▶ EXERCISE DETAILS
Please quote every line word for word.

▶ DATA SUPPLIED

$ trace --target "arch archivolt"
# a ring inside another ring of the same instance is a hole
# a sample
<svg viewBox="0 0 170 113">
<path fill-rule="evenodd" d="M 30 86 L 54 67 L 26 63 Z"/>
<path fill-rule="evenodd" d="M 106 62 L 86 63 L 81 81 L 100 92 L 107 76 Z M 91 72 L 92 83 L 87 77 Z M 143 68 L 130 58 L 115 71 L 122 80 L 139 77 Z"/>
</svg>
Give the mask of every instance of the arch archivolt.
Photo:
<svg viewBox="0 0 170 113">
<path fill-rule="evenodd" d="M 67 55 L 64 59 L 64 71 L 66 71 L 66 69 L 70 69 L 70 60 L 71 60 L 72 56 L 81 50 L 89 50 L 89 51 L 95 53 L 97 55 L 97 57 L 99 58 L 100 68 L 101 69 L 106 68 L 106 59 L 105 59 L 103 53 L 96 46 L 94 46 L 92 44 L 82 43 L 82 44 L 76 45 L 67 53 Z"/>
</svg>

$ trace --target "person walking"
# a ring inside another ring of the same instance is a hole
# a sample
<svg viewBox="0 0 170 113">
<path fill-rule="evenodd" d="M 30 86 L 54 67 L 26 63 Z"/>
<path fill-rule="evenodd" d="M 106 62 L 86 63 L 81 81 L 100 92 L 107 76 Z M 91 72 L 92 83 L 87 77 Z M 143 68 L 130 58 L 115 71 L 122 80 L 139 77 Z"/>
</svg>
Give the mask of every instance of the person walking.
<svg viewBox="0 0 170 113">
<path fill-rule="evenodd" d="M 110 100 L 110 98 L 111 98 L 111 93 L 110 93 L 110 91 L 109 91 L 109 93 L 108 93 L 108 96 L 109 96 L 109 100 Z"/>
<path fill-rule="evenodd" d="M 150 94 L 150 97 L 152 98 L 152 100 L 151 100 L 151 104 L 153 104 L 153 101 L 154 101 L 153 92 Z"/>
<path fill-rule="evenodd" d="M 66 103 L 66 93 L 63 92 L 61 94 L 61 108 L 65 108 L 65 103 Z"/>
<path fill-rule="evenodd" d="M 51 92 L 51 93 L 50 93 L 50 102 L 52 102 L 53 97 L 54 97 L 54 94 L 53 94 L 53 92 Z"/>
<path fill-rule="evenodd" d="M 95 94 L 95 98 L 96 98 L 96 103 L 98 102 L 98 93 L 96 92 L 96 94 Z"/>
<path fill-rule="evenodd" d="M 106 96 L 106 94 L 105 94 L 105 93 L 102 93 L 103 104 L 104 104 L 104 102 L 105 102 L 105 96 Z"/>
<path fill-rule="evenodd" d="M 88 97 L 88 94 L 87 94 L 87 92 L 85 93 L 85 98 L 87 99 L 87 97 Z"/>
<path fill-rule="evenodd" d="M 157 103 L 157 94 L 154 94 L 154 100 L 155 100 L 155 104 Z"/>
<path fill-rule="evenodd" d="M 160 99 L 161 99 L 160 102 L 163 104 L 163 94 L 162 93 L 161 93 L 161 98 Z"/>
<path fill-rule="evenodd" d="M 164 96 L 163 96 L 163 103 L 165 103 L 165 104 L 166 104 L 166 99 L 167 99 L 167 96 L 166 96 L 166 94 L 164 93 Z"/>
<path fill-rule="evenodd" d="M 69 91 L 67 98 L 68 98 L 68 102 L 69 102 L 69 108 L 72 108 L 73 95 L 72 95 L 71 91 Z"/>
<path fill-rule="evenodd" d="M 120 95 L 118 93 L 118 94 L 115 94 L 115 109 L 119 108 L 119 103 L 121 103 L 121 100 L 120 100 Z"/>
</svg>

▶ FINISHED EXERCISE
$ trace --target "arch archivolt"
# a ring inside another ring of the same instance is a hole
# a sample
<svg viewBox="0 0 170 113">
<path fill-rule="evenodd" d="M 30 86 L 54 67 L 26 63 Z"/>
<path fill-rule="evenodd" d="M 106 62 L 86 63 L 81 81 L 100 92 L 107 76 Z M 91 72 L 92 83 L 87 77 Z M 143 68 L 130 58 L 115 71 L 122 80 L 139 77 Z"/>
</svg>
Give the mask of every instance of the arch archivolt.
Photo:
<svg viewBox="0 0 170 113">
<path fill-rule="evenodd" d="M 67 55 L 64 59 L 64 71 L 66 71 L 66 69 L 70 69 L 70 60 L 71 60 L 72 56 L 81 50 L 89 50 L 89 51 L 95 53 L 97 55 L 97 57 L 99 58 L 100 68 L 101 69 L 106 68 L 106 59 L 105 59 L 103 53 L 96 46 L 94 46 L 92 44 L 82 43 L 82 44 L 76 45 L 67 53 Z"/>
</svg>

$ trace --target "person walking"
# a ring inside another ring of the same instance is a hole
# a sample
<svg viewBox="0 0 170 113">
<path fill-rule="evenodd" d="M 30 86 L 54 67 L 26 63 Z"/>
<path fill-rule="evenodd" d="M 106 62 L 86 63 L 81 81 L 100 92 L 107 76 Z M 91 72 L 92 83 L 87 77 Z M 143 68 L 130 58 L 115 71 L 122 80 L 139 77 Z"/>
</svg>
Give the mask of every instance of the person walking.
<svg viewBox="0 0 170 113">
<path fill-rule="evenodd" d="M 110 100 L 110 98 L 111 98 L 111 93 L 110 93 L 110 91 L 109 91 L 109 93 L 108 93 L 108 96 L 109 96 L 109 100 Z"/>
<path fill-rule="evenodd" d="M 150 94 L 150 97 L 152 98 L 152 100 L 151 100 L 151 104 L 153 104 L 153 101 L 154 101 L 153 92 Z"/>
<path fill-rule="evenodd" d="M 66 103 L 66 93 L 63 92 L 61 94 L 61 108 L 65 108 L 65 103 Z"/>
<path fill-rule="evenodd" d="M 51 92 L 51 93 L 50 93 L 50 102 L 52 102 L 53 97 L 54 97 L 54 94 L 53 94 L 53 92 Z"/>
<path fill-rule="evenodd" d="M 95 94 L 95 98 L 96 98 L 96 103 L 98 102 L 98 93 L 96 92 L 96 94 Z"/>
<path fill-rule="evenodd" d="M 106 96 L 106 94 L 105 94 L 105 93 L 102 93 L 103 104 L 104 104 L 104 102 L 105 102 L 105 96 Z"/>
<path fill-rule="evenodd" d="M 88 97 L 88 94 L 87 94 L 87 92 L 85 93 L 85 98 L 87 99 L 87 97 Z"/>
<path fill-rule="evenodd" d="M 157 103 L 157 94 L 154 94 L 154 100 L 155 100 L 155 104 Z"/>
<path fill-rule="evenodd" d="M 160 99 L 161 99 L 160 102 L 163 104 L 163 94 L 162 93 L 161 93 L 161 98 Z"/>
<path fill-rule="evenodd" d="M 164 96 L 163 96 L 163 103 L 165 103 L 165 104 L 166 104 L 166 99 L 167 99 L 167 96 L 166 96 L 166 94 L 164 93 Z"/>
<path fill-rule="evenodd" d="M 69 91 L 67 98 L 68 98 L 68 102 L 69 102 L 69 108 L 72 108 L 73 95 L 72 95 L 71 91 Z"/>
<path fill-rule="evenodd" d="M 120 95 L 118 93 L 118 94 L 115 94 L 115 109 L 119 108 L 119 103 L 121 103 L 121 100 L 120 100 Z"/>
</svg>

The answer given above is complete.